I have always wanted a traditional mother, though.  Everyone does.  When we don’t have one we have a huge hole in our souls.  I am lacking in the parental unit department.  It has been a long and lonely road.  Yet my grandmother has been my constant.  She has been my sun.  I can safely orbit her and know where I am and where my home is.  I have realized that my grandmother is my mother.  When we share these moments and they make me feel whole, I have these tastes of pure happiness and completion I have been looking for.  It doesn’t make up for the times that I have felt like I have been hurled toward a black hole, or a concrete wall, but it helps.  Those moments where we are so strongly attached over the phone, draw me out from the event horizon of the black hole.

In my college anatomy and physiology course I remember the day we learned about gametes.  Males produce sperm constantly.  Their bodies are on a clock where they constantly make new, fresh, sperm.  This is why Larry King has tons of babies and he is an old, wrinkly, man.  Females produce a fixed number of eggs and these are always with us.  We are born with these eggs.  All of our ovum that we are ever gonna have are in our little baby bodies before we are born.  This means that the egg that made me were once in my mother's ovaries whilst she was in her mother’s womb.  My grandmother once carried me in her own womb.  That shit is profound.  When I heard that in class I thought, well at least the woman I love the most carried me in her womb.

I feel so glad for my snippets of joy that I get to have with my gramma.  I appreciate all of the memories and I cling to them.  I am so happy that I get to go through the relationship evolution and maturation with her that most children go through with their parents.   

Thank you, more please.

I hope and pray so desperately for all the motherless children out there to find someone that can bring them this feeling, too.  I hope for you, I really do.  I pray for you, I really do.  


Friday, July 13, 2012

Biracial Baggage- more on race...Surprise!


I was dealt this hand.  It is a strange hand, or at least that is what I think about it.  I am biracial.  My mother is white and my father is black.  To be an american with that parentage is no walk in the park.  I will not explain any of that in this post.  That is hard and exhausting.  But I will explain my experience, which is also hard and exhausting.

I do not look like my parents.  If I am in any store with my mother or any member or her family, it is not assumed that we are together.  If I am in a restaurant waiting with anyone in my father’s family, it is not assumed that I am one of their party.  I am brown.  I look Latino.  I look Hispanic.  I look Mexican.  I do not pass for Black.  I do not pass for white.  It was not a problem for me that I did not look like anyone in my family (except for my brother and my sister), until I was 5 when someone so kindly pointed it out to me (proof that race is a social construct; but a construct that is given so much weight).

- [EXTRACTED ENTRIES]:
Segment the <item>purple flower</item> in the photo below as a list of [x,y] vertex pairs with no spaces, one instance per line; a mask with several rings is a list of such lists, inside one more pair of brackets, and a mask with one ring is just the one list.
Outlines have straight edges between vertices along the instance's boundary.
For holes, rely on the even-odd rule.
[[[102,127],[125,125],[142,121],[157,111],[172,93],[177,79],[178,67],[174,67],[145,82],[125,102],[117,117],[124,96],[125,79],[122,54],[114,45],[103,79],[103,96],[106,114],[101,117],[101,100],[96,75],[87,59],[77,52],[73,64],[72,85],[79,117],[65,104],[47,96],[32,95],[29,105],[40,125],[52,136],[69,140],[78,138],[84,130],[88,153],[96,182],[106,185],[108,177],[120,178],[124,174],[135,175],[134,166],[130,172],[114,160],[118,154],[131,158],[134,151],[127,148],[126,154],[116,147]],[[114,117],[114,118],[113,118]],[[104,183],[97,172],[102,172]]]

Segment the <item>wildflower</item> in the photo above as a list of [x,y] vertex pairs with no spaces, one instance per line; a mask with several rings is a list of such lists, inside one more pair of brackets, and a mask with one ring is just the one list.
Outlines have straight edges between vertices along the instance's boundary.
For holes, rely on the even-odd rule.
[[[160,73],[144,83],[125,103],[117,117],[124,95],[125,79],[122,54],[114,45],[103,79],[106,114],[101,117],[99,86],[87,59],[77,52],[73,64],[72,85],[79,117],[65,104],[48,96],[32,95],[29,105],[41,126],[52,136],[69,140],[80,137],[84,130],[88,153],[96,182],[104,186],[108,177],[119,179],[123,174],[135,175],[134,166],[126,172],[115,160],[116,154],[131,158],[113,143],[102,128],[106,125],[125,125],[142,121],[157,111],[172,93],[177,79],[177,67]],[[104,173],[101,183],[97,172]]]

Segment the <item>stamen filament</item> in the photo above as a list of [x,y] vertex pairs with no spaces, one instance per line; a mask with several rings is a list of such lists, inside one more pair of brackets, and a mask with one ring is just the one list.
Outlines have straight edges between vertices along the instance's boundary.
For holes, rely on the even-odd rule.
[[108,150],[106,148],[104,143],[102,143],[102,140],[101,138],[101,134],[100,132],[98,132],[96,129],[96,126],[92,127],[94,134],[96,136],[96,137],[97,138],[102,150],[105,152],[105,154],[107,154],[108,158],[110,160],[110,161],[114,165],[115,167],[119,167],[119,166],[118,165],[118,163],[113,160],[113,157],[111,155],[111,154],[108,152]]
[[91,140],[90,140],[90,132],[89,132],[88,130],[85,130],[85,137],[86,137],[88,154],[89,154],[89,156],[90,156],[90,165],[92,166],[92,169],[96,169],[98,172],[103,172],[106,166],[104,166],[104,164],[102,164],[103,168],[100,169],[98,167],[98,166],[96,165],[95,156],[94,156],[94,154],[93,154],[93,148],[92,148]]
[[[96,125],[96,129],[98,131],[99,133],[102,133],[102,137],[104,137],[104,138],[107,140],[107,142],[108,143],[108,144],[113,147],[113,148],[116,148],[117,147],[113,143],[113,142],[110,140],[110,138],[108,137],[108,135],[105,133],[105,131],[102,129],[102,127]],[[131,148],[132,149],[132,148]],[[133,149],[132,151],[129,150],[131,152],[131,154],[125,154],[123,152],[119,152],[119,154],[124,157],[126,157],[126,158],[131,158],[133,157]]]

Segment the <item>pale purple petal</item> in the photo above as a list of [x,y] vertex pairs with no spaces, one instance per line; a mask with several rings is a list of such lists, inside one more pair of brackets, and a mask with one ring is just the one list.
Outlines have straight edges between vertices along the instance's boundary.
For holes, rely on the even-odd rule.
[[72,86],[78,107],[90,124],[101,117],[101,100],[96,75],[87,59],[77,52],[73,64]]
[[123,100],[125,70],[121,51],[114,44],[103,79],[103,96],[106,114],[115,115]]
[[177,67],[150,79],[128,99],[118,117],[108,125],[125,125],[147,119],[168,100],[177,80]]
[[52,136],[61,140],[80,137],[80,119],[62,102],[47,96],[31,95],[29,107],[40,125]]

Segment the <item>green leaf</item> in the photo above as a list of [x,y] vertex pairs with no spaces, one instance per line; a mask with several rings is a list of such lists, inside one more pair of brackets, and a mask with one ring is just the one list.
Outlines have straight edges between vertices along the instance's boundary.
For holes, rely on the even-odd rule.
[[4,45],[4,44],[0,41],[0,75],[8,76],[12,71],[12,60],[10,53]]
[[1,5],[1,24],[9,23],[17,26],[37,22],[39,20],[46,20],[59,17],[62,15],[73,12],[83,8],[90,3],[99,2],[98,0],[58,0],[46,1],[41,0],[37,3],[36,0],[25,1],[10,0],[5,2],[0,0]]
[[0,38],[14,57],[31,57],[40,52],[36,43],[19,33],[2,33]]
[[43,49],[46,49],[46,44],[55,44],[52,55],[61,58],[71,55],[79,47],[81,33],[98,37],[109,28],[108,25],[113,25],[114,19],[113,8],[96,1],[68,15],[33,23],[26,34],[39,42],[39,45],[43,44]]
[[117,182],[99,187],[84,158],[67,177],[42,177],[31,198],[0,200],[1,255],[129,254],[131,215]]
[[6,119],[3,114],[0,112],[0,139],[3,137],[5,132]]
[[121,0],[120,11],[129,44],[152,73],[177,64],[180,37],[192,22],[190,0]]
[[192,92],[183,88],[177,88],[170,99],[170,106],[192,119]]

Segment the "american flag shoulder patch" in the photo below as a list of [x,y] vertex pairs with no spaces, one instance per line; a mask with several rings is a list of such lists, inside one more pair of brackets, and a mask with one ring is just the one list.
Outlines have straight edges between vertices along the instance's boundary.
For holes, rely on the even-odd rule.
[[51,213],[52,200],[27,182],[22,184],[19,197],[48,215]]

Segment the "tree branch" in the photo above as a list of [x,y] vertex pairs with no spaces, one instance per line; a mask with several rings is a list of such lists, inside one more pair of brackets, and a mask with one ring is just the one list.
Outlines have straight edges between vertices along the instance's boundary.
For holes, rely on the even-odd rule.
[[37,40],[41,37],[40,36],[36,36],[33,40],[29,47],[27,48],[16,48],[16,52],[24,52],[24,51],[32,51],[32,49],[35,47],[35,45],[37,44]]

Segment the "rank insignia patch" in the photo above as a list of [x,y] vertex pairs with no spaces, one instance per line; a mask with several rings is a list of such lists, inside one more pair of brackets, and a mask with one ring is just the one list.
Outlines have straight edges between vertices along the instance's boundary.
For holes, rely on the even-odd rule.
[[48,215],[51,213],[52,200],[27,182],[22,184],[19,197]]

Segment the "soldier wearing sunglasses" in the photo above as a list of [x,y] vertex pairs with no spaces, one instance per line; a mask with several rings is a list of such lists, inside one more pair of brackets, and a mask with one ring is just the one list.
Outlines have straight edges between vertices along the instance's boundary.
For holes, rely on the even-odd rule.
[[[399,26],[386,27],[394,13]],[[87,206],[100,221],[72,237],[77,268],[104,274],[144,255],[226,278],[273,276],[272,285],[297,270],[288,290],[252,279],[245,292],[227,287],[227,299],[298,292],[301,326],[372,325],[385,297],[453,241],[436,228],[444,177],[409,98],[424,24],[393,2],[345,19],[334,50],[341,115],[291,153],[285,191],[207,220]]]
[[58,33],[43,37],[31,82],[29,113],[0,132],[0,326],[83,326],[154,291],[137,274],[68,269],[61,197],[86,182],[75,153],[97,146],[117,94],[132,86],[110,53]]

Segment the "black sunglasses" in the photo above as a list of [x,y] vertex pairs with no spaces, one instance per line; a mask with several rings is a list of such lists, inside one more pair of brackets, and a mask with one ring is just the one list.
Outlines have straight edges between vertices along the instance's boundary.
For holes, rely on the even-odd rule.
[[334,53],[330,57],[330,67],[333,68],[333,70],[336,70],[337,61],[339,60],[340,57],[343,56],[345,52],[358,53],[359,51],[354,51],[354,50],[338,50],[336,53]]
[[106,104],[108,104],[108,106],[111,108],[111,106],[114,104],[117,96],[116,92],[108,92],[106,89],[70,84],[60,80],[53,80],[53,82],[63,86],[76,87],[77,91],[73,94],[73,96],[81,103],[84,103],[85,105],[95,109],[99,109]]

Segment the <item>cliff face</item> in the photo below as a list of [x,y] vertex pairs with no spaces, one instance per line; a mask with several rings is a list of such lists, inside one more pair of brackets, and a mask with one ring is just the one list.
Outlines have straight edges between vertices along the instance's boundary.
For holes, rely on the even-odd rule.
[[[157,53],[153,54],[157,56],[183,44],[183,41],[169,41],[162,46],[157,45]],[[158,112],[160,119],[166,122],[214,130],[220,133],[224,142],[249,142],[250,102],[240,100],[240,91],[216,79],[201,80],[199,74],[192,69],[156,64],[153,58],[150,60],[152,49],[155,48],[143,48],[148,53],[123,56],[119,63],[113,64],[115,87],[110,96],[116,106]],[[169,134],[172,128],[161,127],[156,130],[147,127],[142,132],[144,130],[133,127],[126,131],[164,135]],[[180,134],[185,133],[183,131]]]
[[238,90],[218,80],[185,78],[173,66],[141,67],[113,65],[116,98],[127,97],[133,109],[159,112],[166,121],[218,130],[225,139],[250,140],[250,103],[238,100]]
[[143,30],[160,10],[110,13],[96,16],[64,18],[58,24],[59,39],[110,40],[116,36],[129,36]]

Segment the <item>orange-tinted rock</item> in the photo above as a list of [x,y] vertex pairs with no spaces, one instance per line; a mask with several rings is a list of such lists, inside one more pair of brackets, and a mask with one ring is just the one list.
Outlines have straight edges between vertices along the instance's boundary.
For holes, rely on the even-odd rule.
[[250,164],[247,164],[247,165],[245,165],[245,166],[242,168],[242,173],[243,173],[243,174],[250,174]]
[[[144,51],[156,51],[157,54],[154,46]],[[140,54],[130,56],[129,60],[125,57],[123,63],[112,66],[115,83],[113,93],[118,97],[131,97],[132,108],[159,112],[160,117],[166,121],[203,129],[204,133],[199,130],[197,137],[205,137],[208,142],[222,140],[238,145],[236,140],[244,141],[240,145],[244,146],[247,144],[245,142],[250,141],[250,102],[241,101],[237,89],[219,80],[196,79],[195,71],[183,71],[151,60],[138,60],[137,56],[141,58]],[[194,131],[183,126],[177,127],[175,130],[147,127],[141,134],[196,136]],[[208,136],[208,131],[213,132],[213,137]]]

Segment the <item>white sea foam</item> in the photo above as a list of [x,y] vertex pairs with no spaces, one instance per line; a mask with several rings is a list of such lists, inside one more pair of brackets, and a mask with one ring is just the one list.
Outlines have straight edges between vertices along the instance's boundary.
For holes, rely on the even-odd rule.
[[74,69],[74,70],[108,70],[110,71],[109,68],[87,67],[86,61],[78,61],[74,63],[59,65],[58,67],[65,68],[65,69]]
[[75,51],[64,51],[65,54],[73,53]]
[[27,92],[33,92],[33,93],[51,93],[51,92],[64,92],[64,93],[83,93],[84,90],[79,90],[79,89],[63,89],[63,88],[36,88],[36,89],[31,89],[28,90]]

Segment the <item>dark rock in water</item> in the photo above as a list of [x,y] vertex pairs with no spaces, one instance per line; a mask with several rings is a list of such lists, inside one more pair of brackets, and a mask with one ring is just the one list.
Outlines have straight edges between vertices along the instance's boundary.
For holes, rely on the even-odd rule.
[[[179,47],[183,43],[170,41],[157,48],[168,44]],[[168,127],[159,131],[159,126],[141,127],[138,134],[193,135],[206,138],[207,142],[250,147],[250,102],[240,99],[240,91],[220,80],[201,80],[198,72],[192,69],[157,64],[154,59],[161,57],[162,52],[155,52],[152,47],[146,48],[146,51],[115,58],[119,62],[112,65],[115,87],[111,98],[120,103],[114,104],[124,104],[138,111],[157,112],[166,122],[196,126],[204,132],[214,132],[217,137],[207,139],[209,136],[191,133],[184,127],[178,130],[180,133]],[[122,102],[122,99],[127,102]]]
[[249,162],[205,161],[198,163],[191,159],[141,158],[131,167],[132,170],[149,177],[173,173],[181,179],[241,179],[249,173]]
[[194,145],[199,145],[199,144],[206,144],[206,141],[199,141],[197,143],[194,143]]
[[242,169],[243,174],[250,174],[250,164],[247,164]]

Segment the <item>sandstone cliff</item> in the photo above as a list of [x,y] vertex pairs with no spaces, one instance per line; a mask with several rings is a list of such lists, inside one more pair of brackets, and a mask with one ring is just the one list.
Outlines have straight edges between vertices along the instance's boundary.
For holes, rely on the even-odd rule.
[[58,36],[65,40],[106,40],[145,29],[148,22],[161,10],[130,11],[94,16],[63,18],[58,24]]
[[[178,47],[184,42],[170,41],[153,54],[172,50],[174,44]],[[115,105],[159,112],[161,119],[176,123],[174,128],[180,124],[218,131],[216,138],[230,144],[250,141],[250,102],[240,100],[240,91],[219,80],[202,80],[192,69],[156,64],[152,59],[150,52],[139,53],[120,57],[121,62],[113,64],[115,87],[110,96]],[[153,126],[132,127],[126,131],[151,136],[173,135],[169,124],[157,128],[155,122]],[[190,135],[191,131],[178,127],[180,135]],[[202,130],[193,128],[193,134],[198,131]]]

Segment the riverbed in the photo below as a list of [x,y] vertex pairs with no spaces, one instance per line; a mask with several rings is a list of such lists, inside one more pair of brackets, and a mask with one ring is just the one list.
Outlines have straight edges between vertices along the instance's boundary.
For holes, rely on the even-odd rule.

- [SET EXERCISE A]:
Answer these questions about the blog text:
(i) Besides her constant, what does the writer call the grandmother?
(ii) Which public figure does the writer mention as having many babies despite being old?
(iii) At what age did someone point out to the writer that the writer did not look like the rest of the family?
- [SET EXERCISE B]: Update the blog text from "I feel so glad" up to and including "pray for you, I really do.", changing "gramma" to "grandmother".
The rows are not required for this work.

- [ANSWER A]:
(i) The writer's sun.
(ii) Larry King.
(iii) At age 5.

- [ANSWER B]:
I feel so glad for my snippets of joy that I get to have with my grandmother.  I appreciate all of the memories and I cling to them.  I am so happy that I get to go through the relationship evolution and maturation with her that most children go through with their parents.   

Thank you, more please.

I hope and pray so desperately for all the motherless children out there to find someone that can bring them this feeling, too.  I hope for you, I really do.  I pray for you, I really do.